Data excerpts
:::::

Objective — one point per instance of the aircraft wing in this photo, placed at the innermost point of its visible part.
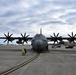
(24, 38)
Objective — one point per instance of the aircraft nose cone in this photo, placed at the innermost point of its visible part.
(38, 44)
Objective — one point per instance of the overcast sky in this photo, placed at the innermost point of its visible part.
(20, 16)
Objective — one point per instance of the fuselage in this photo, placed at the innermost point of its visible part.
(39, 42)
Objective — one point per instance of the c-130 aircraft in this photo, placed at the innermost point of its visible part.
(39, 42)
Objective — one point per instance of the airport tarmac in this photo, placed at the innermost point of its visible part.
(58, 61)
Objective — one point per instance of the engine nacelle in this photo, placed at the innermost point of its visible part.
(19, 42)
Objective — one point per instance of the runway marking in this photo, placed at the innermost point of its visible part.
(20, 65)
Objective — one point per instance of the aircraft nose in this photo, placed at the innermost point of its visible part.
(38, 44)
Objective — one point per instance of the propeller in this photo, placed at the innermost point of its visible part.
(55, 38)
(24, 37)
(72, 37)
(8, 38)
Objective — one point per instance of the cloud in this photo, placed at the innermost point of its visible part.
(20, 16)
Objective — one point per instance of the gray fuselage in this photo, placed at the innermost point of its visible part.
(39, 42)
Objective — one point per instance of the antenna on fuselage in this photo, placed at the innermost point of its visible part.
(40, 30)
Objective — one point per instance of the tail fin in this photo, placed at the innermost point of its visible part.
(40, 30)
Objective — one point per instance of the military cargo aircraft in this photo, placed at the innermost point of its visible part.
(39, 42)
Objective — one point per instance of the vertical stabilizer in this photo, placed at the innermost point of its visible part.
(40, 30)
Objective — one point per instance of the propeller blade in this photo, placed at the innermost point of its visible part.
(8, 33)
(27, 36)
(11, 35)
(5, 40)
(57, 41)
(69, 35)
(5, 35)
(72, 34)
(57, 34)
(54, 34)
(51, 36)
(22, 35)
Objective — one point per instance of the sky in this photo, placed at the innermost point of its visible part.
(20, 16)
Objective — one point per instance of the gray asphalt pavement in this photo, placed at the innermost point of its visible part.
(55, 62)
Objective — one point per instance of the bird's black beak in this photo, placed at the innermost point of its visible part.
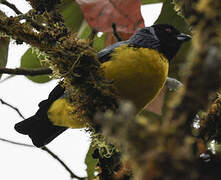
(183, 37)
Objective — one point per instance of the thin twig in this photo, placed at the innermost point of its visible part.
(61, 162)
(23, 71)
(16, 109)
(16, 143)
(43, 148)
(12, 6)
(117, 36)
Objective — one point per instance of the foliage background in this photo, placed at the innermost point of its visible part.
(29, 163)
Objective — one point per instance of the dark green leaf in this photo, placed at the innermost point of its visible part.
(169, 16)
(4, 42)
(72, 14)
(151, 1)
(91, 163)
(85, 32)
(31, 60)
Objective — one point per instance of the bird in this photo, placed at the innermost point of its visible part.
(138, 68)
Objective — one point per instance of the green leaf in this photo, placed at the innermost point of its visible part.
(72, 14)
(151, 1)
(85, 31)
(31, 60)
(168, 15)
(91, 163)
(4, 42)
(99, 42)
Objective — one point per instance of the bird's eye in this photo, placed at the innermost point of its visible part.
(168, 30)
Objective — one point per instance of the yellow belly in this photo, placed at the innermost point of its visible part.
(138, 73)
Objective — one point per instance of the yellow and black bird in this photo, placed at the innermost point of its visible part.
(138, 68)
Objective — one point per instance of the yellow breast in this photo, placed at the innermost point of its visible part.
(138, 73)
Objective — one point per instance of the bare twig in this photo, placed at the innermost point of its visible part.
(117, 36)
(12, 6)
(16, 109)
(23, 71)
(43, 148)
(16, 143)
(48, 151)
(61, 162)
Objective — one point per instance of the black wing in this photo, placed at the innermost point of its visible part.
(104, 55)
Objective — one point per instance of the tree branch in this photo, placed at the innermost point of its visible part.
(24, 71)
(16, 143)
(11, 6)
(61, 162)
(43, 148)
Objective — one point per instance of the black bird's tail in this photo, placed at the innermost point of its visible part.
(38, 127)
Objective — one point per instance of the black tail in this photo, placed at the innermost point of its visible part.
(38, 127)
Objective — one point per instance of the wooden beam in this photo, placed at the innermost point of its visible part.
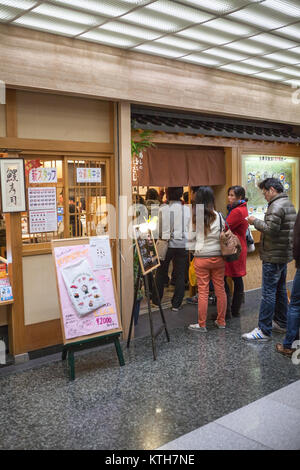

:::::

* _What you have to do_
Transcribe the records above exactly and drop every picture.

* _Result of the task_
Objective — one point per instance of the aircraft wing in this photo, placed at the innermost point of its visible part.
(24, 38)
Objective — one point per instance of the aircraft nose cone in this photo, placed at the innermost point of its visible part.
(38, 44)
Objective — one point per instance of the overcast sky in this photo, placed at the innermost point of its visible part.
(20, 16)
Objective — one point per instance of the fuselage in this photo, placed at the innermost point of its visible part.
(39, 42)
Objective — one point per instance of the c-130 aircraft in this photo, placed at the innermost point of its visible part.
(39, 42)
Objective — one point per instance of the airport tarmac in this photo, placed at the innermost point of its visible part.
(58, 61)
Objective — one point per instance of the engine nacelle in this photo, placed at the innermost point of its visible part.
(19, 42)
Objective — one point per instance of the runway marking in this photo, placed at the innermost point of its visible part.
(20, 65)
Objective — one point per instance of the aircraft nose in this photo, placed at the innermost point of its visible part.
(38, 44)
Objective — one point per instance of the propeller in this photo, placed at the innermost point of its visible part.
(55, 38)
(24, 37)
(72, 37)
(8, 38)
Objective — one point per instance of the cloud in this photo, placed at the innermost point of its visible part.
(20, 16)
Objective — one point per instance of the gray fuselage in this photo, placed at the innermost point of its visible part.
(39, 42)
Objective — one point per instance of the antenna on fuselage in this photo, placed at the innermost point of its visible part.
(40, 30)
Objective — one point per instance of the tail fin in this photo, placed at the innermost point of its visible part.
(40, 30)
Objective — one point per instance of the military cargo aircraft in this photo, placed at the innermost point of its visible part.
(39, 42)
Objective — one point per instance of the vertical stabilizer in this photo, placed at the innermost point of its visible part.
(40, 30)
Objective — one point per instance of the propeller blade in this photo, placed at the innermost point of its visible part.
(8, 33)
(27, 36)
(11, 35)
(5, 40)
(57, 41)
(69, 35)
(5, 35)
(72, 34)
(57, 34)
(54, 34)
(51, 36)
(22, 35)
Objective — one point per instance of the sky in this photo, placed at the innermost point of its visible part.
(20, 16)
Objective — one point per instance of the gray asphalt pavement in this photo, placed at the innermost point of its visible part.
(55, 62)
Objective — one point per instance of the bird's black beak in this photo, placed at the innermost point of its visible part.
(183, 37)
Objective — one point per instance of the thin twig in this photo, placed at the innermost point of its visible part.
(61, 162)
(23, 71)
(16, 109)
(16, 143)
(43, 148)
(12, 6)
(117, 36)
Objective — one point per instance of the foliage background in this photo, placed at the innermost point of its visible part.
(29, 163)
Objective — one point per instance of the dark green leaf in this photo, placed at the innermost point of its visible part.
(169, 16)
(4, 42)
(72, 14)
(151, 1)
(91, 163)
(85, 32)
(31, 60)
Objective — one point per instance of the bird in this photo, placed at the innermost point of its visible part.
(138, 68)
Objective — one point per instance of the green leaf in this photo, placed at the innermost point of its visible part.
(72, 14)
(151, 1)
(85, 31)
(31, 60)
(168, 15)
(91, 163)
(4, 42)
(99, 42)
Objective — one point per instance of the bird's eye in this photo, placed at the innermost point of its visible part.
(168, 30)
Objective — one point per instance of the yellow belly in this photo, placed at the innermost point of its visible part.
(138, 73)
Objective — one point per instance of the yellow and black bird in this photo, placed at the innermost point of its visible part.
(138, 68)
Objective — one point per instance of the yellow breast in this photo, placed at the innermost point of its visible part.
(138, 73)
Objective — one point per instance of the bare twig in this photo, placed at the innermost point of its visible part.
(117, 36)
(12, 6)
(16, 109)
(23, 71)
(43, 148)
(16, 143)
(48, 151)
(61, 162)
Objective — one point per instance of the black wing in this photo, placed at the innermost point of its visible part.
(104, 55)
Objective — one point per instance of the tree branch in this photo, placed at the innermost point of its visible part.
(24, 71)
(16, 143)
(11, 6)
(61, 162)
(43, 148)
Objective — one point per instance of the black bird's tail in this photo, placed at the innermost point of its visible part.
(38, 127)
Objective — one point per instance of the black tail in this photo, placed at the innermost point of its visible part.
(38, 127)
Objective — one point per instance of the wooden beam in this photo, placed at the innermost point of its visible part.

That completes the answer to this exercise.